--- Entries provided Enclosed Below ---

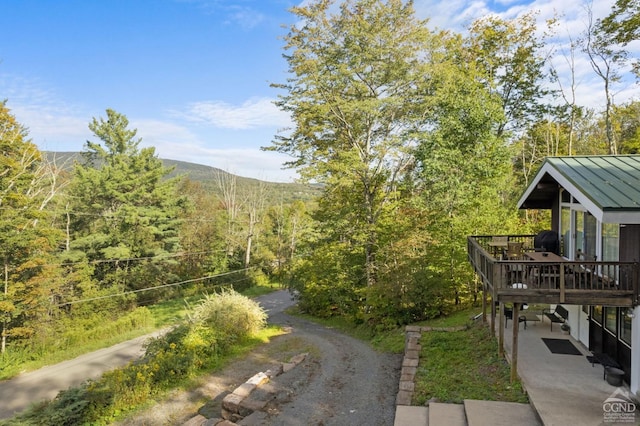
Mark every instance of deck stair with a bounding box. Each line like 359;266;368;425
394;399;541;426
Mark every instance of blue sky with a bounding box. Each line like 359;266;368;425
0;0;633;182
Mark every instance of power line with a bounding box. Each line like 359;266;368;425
17;249;229;271
57;267;256;307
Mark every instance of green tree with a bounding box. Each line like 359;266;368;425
613;101;640;154
583;5;628;154
68;109;185;305
0;102;64;352
174;178;227;286
601;0;640;47
416;34;515;307
271;0;432;294
466;12;552;139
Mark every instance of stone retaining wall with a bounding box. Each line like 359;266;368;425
182;353;308;426
395;325;467;406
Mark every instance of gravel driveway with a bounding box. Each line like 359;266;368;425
1;290;402;425
120;290;402;425
261;291;402;425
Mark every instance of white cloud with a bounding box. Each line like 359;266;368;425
134;118;297;182
176;97;291;130
0;74;93;149
413;0;637;110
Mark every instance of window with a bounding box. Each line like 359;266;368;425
601;223;620;281
605;307;617;334
602;223;619;262
561;207;571;257
592;306;603;325
620;308;632;345
584;212;597;261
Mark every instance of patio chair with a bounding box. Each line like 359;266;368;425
505;242;524;260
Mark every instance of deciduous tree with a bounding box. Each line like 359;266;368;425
0;102;63;352
271;0;432;293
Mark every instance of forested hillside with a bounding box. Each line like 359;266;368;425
44;152;322;204
1;0;638;368
1;107;316;370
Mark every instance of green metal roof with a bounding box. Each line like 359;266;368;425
518;155;640;223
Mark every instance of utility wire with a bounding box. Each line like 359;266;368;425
57;267;256;307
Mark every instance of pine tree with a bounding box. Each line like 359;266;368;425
68;109;185;302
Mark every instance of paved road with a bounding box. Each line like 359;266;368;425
0;330;168;419
0;291;293;420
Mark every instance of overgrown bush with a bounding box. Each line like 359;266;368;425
6;290;266;425
186;289;267;348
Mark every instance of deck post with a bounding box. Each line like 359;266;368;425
559;265;565;303
482;280;487;324
511;302;520;383
498;302;504;357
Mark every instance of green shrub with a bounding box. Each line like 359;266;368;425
187;289;267;348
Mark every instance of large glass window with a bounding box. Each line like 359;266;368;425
575;211;584;258
620;308;632;345
602;223;620;262
575;211;597;260
584;212;597;260
605;307;617;334
561;206;571;257
592;306;603;325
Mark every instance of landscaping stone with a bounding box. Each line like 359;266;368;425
222;393;244;414
220;408;233;421
184;352;310;424
182;414;207;426
246;372;269;387
265;364;283;378
399;381;415;392
289;353;307;365
402;358;418;367
405;349;420;359
401;366;417;376
396;390;412;406
233;382;256;398
215;420;237;426
238;397;268;417
282;362;296;372
406;341;421;351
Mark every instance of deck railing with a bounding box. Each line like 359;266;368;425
468;235;640;306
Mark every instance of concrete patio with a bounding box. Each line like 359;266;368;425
394;311;639;425
500;311;638;425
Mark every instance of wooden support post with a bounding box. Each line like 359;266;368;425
559;266;565;303
482;281;487;324
490;291;496;336
498;302;504;357
511;302;520;383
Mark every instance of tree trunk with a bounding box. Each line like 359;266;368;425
2;262;8;354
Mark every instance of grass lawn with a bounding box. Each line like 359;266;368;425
412;307;528;405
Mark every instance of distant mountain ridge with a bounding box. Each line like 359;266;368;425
44;151;321;203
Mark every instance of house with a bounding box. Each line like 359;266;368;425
467;155;640;393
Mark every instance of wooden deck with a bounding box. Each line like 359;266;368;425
468;235;640;307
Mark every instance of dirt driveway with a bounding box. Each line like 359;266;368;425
119;290;402;425
0;290;402;425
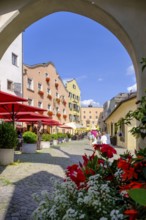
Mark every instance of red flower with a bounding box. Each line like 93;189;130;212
117;158;130;170
124;209;138;220
93;144;102;150
66;164;86;188
100;144;117;158
120;181;144;191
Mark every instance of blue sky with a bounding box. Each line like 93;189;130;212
23;12;136;107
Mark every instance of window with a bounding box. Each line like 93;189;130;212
28;98;33;106
69;92;72;98
96;116;98;119
56;92;59;98
27;78;33;90
84;111;85;113
38;101;42;108
73;84;76;89
7;80;13;91
12;53;18;66
89;111;91;113
47;88;51;94
38;83;42;91
48;104;51;110
56;107;59;113
89;116;92;119
69;103;72;109
45;73;49;77
84;116;86;119
63;109;66;114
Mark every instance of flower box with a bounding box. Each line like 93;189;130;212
63;100;66;106
46;77;50;83
38;90;44;96
55;82;59;88
56;113;61;118
63;114;67;119
47;111;53;117
56;98;60;104
47;94;52;100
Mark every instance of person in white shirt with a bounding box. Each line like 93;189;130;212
101;131;111;144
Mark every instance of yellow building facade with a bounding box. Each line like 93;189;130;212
105;95;137;151
65;79;81;123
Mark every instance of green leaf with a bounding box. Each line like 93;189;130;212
128;189;146;206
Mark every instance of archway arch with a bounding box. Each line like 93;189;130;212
1;0;146;99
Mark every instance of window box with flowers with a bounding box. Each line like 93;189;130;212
56;112;61;118
56;98;60;104
55;82;59;88
63;100;67;106
63;114;67;120
46;77;50;83
38;90;44;96
47;111;53;117
47;94;52;100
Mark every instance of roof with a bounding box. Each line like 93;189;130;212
104;92;137;121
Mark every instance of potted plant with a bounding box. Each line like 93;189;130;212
40;133;52;149
46;77;50;83
22;131;37;153
0;122;17;165
51;134;58;146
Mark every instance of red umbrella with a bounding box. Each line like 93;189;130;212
0;90;28;102
0;112;50;121
0;102;47;126
18;118;61;126
59;124;72;129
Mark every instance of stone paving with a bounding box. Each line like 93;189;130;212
0;139;126;220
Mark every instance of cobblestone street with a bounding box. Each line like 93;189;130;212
0;139;126;220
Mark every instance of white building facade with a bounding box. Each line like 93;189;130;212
0;34;22;96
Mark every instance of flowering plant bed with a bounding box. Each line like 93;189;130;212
32;143;146;220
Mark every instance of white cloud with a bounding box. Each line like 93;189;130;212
127;83;137;92
126;65;135;75
97;78;103;82
62;78;73;85
81;99;101;107
76;75;87;81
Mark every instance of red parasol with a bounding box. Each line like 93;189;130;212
58;124;73;129
0;90;28;102
0;102;47;126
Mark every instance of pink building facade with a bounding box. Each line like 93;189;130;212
23;62;70;132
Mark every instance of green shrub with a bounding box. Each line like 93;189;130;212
42;133;52;141
51;134;58;140
23;131;37;143
0;122;17;149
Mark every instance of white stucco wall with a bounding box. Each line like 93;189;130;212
0;33;22;96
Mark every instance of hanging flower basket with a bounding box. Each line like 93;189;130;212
47;94;52;100
63;100;67;106
38;90;44;96
47;111;53;117
63;114;67;119
46;77;50;83
56;113;61;118
55;82;59;88
56;98;60;104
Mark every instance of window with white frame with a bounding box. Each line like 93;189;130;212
7;80;13;91
48;104;51;110
63;109;66;114
45;73;49;77
27;78;33;90
28;98;33;106
47;88;51;94
12;53;18;66
38;83;42;91
56;92;59;98
38;101;42;108
56;107;59;113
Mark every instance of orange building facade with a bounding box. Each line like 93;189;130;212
23;62;70;132
81;106;103;130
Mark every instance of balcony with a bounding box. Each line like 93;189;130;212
56;112;61;118
47;111;53;117
38;90;44;96
47;94;52;100
46;77;50;83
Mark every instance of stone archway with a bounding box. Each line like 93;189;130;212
0;0;146;99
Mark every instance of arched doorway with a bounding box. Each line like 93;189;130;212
1;0;146;99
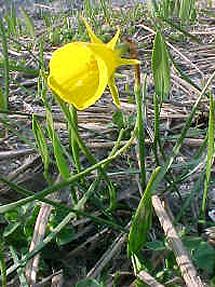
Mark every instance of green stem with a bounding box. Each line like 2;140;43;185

--- End of Enclosed Entries provided ---

Your reply should repeat the entries above exactly, leaving the pictures out.

**Reply to the exercise**
Mark every instance of deck stair with a bounding box. Each line like 359;266;368;425
394;399;541;426
Mark every instance of blue sky with a bounding box. Each line like 359;266;368;425
0;0;633;182
Mark every instance of power line with a bounding box. Each line like 359;266;368;425
17;249;229;271
57;267;256;307
Mark every instance of green tree with a bounding box. Each line like 359;266;368;425
613;101;640;154
583;5;628;154
68;109;185;305
0;102;64;352
174;178;227;286
601;0;640;47
416;34;515;307
271;0;432;294
466;12;552;139
Mark every instance of stone retaining wall with a bounding box. Each line like 359;266;368;425
182;353;308;426
395;325;467;406
Mark every instance of gravel driveway with a bounding box. Each line like 359;266;368;425
1;290;402;425
120;290;402;425
261;291;402;425
Mark every instance of white cloud with a bounding box. Each line like 359;266;368;425
134;118;297;182
176;97;291;130
0;74;93;149
413;0;637;110
Mark every instance of window with a bounding box. Each line like 359;266;368;425
601;223;620;281
605;307;617;334
602;223;619;262
561;207;571;257
592;306;603;325
620;308;632;345
584;212;597;261
Mark every instance of patio chair with a bounding box. Each line like 359;266;368;425
505;242;524;260
Mark every instance of deciduous tree with a bounding box. Each line like 359;266;368;425
0;102;63;352
271;0;432;293
Mark every instance of forested hillside with a bounding box. Each line like 359;266;368;425
44;152;322;204
1;0;638;368
1;107;316;370
Mark every instance of green metal roof with a bounding box. Each line like 359;266;368;425
518;155;640;223
Mark every instance of utility wire with a bounding box. Each line like 359;266;368;425
57;267;256;307
Mark every instance of pine tree with a bounding box. Each line like 359;266;368;425
68;109;185;302
Mark every instance of paved road with a bounding box. Each line like 359;266;368;425
0;330;168;419
0;291;293;420
Mark every instance of overgrown bush with a bounding box. Each line like 359;266;368;425
6;290;266;425
186;289;267;348
Mark every instance of deck post with a bounding box. Each line like 359;266;368;425
559;265;565;303
482;280;487;324
511;302;520;383
498;302;504;357
Mark every instance of green shrub with a bounding box. Each line like 359;266;368;425
187;289;267;348
Mark every instance of large glass window with a bounding box. Each line like 359;266;368;425
575;211;584;258
620;308;632;345
602;223;620;262
575;211;597;260
584;212;597;260
605;307;617;334
561;206;571;257
592;306;603;325
Mark every instance of landscaping stone with a bounding box. Each line like 359;266;368;425
222;393;244;414
220;408;233;421
184;352;310;424
182;414;207;426
246;372;269;387
265;364;283;378
399;381;415;392
289;353;307;365
402;358;418;367
405;349;420;359
401;366;417;376
396;390;412;406
233;382;256;398
215;420;237;426
238;397;268;417
282;362;296;372
406;341;421;351
Mark every instance of deck railing with a bounding box. Each line like 359;266;368;425
468;235;640;306
Mark every instance of concrete patio with a bounding box. Each line like 359;266;368;425
394;311;639;425
500;311;638;425
Mark every instance of wooden support post with a bounding box. Each line like 359;266;368;425
559;266;565;303
482;281;487;324
490;291;496;336
498;302;504;357
511;302;520;383
Mark every instance of tree trunk with a bounding box. Each line like 359;266;368;425
2;262;8;354
Mark every instance of grass lawn with a bounding box. Each line like 359;266;368;425
412;307;528;405
Mark every instance of distant mountain ridge with a bounding box. Each line like 359;266;368;425
44;151;321;203
Mark every instance of house with a bounding box. Each line like 359;266;368;425
467;155;640;393
Mark every instance of wooden deck with a bounding box. Each line like 359;266;368;425
468;235;640;307
Mark every instance of dirt driveway with a bounding box. Each line like 359;266;368;425
119;290;402;425
0;290;402;425
Mark every instance of red flower with a bounding box. Each line like 93;189;130;212
117;158;130;170
124;209;138;220
93;144;102;150
66;164;86;188
100;144;117;158
120;181;144;191
Mark every instance of blue sky with a bounding box. Each line like 93;189;130;212
23;12;136;107
Mark every instance of window with a bounding box. Each line like 93;189;130;212
28;98;33;106
69;92;72;98
96;116;98;119
56;92;59;98
27;78;33;90
84;111;85;113
38;101;42;108
73;84;76;89
7;80;13;91
12;53;18;66
89;111;91;113
47;88;51;94
38;83;42;91
48;104;51;110
56;107;59;113
89;116;92;119
69;103;72;109
45;73;49;77
84;116;86;119
63;109;66;114
Mark every instance of flower box with a bounding box. Each line like 93;189;130;212
63;100;66;106
46;77;50;83
38;90;44;96
55;82;59;88
56;113;61;118
63;114;67;119
47;111;53;117
56;98;60;104
47;94;52;100
Mark every instance of person in white shirt with a bounding box. Each line like 93;189;130;212
101;131;111;144
Mark every instance of yellow building facade with a bounding box. Each line like 93;189;130;212
105;95;137;151
65;79;81;123
Mark every instance of green leaf with a bounding box. Each line like 93;189;130;212
128;189;146;206
Mark every instance of archway arch with a bounding box. Each line like 93;189;130;212
1;0;146;99
Mark every instance of window box with flowers with a bounding box. Each line like 93;189;130;212
56;112;61;118
56;98;60;104
55;82;59;88
63;100;67;106
63;114;67;120
46;77;50;83
38;90;44;96
47;111;53;117
47;94;52;100
Mark every instance of roof with a bounding box. Each line like 93;189;130;212
104;92;137;121
Mark every instance of potted plant with a bounding box. Each line like 93;189;130;212
40;133;52;149
46;77;50;83
22;131;37;153
0;122;17;165
51;134;58;146
Mark every instance of red umbrella with a bounding box. Each line like 93;189;130;212
0;90;28;102
0;112;50;121
0;102;47;126
18;118;61;126
59;124;72;129
Mark every instance of stone paving with a bounding box. Each line like 93;189;130;212
0;139;126;220
Mark every instance of cobblestone street with a bounding box. Each line like 93;189;130;212
0;139;126;220
Mark every instance of white building facade with a bounding box. Each line like 93;189;130;212
0;34;22;96
Mark every instance of flowering plant bed with a bounding box. Each line like 93;189;130;212
32;143;146;220
Mark every instance of white cloud with a bounding box. Each line like 93;189;130;212
127;83;137;92
126;65;135;75
97;78;103;82
62;78;73;85
81;99;101;107
76;75;87;81
Mark every instance of red parasol with a bounding box. Each line like 93;189;130;212
58;124;73;129
0;90;28;102
0;102;47;126
Mark every instance of pink building facade with a bounding box. Each line like 93;189;130;212
23;62;70;132
Mark every instance of green shrub with a bounding box. Each line like 93;189;130;212
42;133;52;141
51;134;58;140
23;131;37;143
0;122;17;149
Mark every instance of white stucco wall with a bounding box. Each line like 93;189;130;212
0;33;22;96
Mark every instance of hanging flower basket with a bounding box. Each line like 93;189;130;212
47;94;52;100
63;100;67;106
38;90;44;96
47;111;53;117
63;114;67;119
46;77;50;83
56;113;61;118
55;82;59;88
56;98;60;104
Mark every instance of window with white frame with a bounding box. Each line like 93;189;130;212
7;80;13;91
48;104;51;110
63;109;66;114
45;73;49;77
27;78;33;90
28;98;33;106
47;88;51;94
12;53;18;66
38;83;42;91
56;92;59;98
38;101;42;108
56;107;59;113
Mark every instance of orange building facade with a bounding box. Each line like 93;189;130;212
23;62;70;132
81;106;103;130
Mark every instance of balcony with a bounding box. Each line like 93;189;130;212
56;112;61;118
47;111;53;117
38;90;44;96
47;94;52;100
46;77;50;83
Mark every instance of stone archway with a bounding box. Each line like 93;189;130;212
0;0;146;99
Mark every instance of arched doorway with a bounding box. Each line like 93;189;130;212
1;0;146;99
Mark every instance of green stem with a bounding box. Each line like 2;140;43;185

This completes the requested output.